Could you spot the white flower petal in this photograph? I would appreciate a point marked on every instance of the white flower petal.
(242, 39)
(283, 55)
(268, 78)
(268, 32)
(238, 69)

========

EXERCISE:
Copy every line above once more, precisely as it reads.

RESPONSE AREA:
Could you spot the white flower petal in this photograph? I would appreciate a point marked on every instance of the white flower petal.
(242, 39)
(283, 55)
(268, 78)
(268, 32)
(238, 69)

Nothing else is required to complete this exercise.